> **Task goal**
Transcribe the lines of the records starting with the one that has "point per instance: house" in it and ending with the last, and transcribe nothing else.

Records contained in a dataset
┄┄┄┄┄┄

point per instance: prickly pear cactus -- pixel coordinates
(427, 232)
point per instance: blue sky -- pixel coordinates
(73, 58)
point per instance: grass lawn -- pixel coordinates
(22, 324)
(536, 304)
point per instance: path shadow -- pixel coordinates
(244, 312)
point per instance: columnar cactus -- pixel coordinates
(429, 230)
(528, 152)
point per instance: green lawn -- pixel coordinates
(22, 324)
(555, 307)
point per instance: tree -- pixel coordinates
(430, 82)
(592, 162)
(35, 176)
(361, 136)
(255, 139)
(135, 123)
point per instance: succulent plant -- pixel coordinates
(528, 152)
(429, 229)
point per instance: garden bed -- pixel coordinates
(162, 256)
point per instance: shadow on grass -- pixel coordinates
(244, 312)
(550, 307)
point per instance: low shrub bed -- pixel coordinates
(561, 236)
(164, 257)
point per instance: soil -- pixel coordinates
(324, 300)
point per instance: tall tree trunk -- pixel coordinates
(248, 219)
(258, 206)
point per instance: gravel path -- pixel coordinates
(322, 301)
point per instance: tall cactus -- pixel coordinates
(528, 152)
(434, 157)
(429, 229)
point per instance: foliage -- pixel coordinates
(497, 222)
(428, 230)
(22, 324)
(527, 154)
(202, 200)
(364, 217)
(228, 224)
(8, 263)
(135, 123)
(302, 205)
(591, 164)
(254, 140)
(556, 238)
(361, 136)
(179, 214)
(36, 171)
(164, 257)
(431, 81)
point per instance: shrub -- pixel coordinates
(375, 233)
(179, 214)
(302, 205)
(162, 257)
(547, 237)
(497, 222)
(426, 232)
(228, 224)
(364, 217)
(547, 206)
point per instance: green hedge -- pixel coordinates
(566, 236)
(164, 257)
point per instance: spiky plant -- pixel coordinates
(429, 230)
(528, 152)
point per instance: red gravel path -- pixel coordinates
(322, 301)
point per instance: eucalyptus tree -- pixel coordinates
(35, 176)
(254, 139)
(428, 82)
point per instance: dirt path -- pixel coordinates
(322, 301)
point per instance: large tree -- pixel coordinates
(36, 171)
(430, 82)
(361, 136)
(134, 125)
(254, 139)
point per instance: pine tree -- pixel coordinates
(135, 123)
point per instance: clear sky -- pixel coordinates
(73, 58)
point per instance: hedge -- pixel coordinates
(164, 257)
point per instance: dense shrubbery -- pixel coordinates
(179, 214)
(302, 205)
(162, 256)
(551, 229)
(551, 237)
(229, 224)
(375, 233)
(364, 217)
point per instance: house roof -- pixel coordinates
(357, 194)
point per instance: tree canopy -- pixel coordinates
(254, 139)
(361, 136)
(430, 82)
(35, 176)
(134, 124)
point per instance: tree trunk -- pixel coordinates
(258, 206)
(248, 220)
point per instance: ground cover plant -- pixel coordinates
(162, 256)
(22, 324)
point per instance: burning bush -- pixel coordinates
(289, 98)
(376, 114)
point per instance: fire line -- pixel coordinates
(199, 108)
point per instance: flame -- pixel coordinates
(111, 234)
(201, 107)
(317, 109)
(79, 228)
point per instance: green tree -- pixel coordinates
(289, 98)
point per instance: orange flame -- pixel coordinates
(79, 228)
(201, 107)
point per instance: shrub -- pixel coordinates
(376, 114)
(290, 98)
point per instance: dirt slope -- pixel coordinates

┄┄┄┄┄┄

> **Reply**
point per instance: house roof -- pixel coordinates
(357, 194)
point per instance: tree canopy -- pixel coordinates
(254, 139)
(361, 136)
(430, 82)
(35, 176)
(134, 124)
point per instance: tree trunk -- pixel coordinates
(258, 206)
(248, 220)
point per instance: ground cover plant -- pixel coordinates
(162, 256)
(22, 324)
point per instance: burning bush -- pixel coordinates
(289, 98)
(376, 114)
point per instance: fire line -- pixel coordinates
(199, 108)
point per instance: flame -- pixel coordinates
(111, 234)
(201, 107)
(317, 109)
(79, 228)
point per instance: green tree -- pixel coordinates
(289, 98)
point per instance: orange flame -- pixel coordinates
(79, 228)
(201, 107)
point per instance: shrub -- pixel coordinates
(376, 114)
(290, 98)
point per instance: dirt slope -- pixel coordinates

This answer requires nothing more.